When you respond, write out each entry exactly as it stands.

^^^^

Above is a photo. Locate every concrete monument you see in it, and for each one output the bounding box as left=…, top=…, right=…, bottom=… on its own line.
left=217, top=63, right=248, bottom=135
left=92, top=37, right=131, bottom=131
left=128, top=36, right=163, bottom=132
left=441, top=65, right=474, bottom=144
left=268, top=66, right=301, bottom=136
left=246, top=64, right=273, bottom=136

^^^^

> Output of the task:
Above is a photo. Locate every concrete monument you see in it, and for each one output the bounding box as left=…, top=…, right=…, bottom=… on its own line.
left=217, top=63, right=248, bottom=135
left=92, top=37, right=131, bottom=131
left=128, top=36, right=163, bottom=132
left=441, top=65, right=474, bottom=144
left=268, top=66, right=301, bottom=136
left=246, top=64, right=273, bottom=136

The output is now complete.